STATED PROBLEM: Report every line of the records below that contains the word "chestnut", copying each such line in full.
════════
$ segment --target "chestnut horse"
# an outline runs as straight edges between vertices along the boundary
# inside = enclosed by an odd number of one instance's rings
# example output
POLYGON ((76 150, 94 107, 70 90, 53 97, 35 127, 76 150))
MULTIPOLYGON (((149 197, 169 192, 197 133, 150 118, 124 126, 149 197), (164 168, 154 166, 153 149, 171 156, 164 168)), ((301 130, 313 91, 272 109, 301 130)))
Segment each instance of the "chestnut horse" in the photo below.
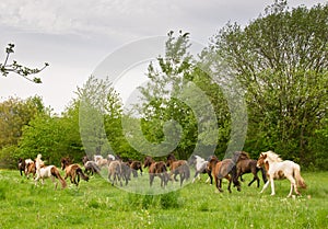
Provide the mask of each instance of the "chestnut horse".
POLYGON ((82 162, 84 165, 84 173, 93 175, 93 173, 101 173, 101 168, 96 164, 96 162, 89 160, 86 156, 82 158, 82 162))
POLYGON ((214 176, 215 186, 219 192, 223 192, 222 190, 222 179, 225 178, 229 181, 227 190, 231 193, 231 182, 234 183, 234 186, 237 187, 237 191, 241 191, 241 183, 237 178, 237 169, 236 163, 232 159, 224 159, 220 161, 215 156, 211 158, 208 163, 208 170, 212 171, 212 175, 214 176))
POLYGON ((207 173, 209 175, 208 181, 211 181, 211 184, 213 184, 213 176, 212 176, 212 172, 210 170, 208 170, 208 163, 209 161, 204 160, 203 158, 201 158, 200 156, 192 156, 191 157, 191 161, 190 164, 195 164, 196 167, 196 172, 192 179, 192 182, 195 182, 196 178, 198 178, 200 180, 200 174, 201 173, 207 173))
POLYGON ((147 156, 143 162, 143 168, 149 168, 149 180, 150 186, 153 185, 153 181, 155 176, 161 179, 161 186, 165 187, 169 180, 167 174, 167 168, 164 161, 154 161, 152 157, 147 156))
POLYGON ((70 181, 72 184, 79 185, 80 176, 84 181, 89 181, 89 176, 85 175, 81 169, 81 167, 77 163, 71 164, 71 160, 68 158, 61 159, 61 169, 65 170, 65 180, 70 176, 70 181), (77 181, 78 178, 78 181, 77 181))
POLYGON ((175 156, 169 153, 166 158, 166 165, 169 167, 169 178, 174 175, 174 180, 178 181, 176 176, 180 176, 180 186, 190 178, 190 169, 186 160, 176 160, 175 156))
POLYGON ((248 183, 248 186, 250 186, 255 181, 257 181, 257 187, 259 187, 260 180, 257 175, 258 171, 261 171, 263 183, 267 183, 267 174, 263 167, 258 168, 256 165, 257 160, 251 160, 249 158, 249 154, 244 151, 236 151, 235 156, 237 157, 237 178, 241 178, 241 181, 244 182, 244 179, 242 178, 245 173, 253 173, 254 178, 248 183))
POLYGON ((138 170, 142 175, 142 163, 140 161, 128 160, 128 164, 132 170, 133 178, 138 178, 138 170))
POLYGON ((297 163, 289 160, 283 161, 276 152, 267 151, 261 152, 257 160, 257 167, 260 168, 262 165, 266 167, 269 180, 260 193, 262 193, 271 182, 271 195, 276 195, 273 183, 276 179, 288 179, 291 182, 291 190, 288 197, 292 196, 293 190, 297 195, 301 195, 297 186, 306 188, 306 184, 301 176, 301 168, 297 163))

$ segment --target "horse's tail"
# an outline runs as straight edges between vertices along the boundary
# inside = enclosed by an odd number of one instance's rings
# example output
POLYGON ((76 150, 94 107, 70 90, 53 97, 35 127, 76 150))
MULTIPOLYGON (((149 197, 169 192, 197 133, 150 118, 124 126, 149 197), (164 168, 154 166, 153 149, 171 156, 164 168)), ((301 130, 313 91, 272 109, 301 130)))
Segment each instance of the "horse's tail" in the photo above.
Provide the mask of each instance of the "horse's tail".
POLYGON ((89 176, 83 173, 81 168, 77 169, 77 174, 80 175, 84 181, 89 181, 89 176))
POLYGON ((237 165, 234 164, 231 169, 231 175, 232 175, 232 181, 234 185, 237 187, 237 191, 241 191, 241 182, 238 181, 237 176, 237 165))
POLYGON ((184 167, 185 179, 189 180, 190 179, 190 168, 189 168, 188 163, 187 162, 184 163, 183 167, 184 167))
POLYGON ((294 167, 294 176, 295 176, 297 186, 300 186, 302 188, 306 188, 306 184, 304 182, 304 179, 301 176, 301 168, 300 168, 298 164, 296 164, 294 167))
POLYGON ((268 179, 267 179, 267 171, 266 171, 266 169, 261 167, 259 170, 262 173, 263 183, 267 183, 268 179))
════════
OUTPUT BELOW:
$ segment --target "chestnut horse"
Segment each instance of the "chestnut horse" in the photo below.
Provide the mask of each instance of the "chestnut horse".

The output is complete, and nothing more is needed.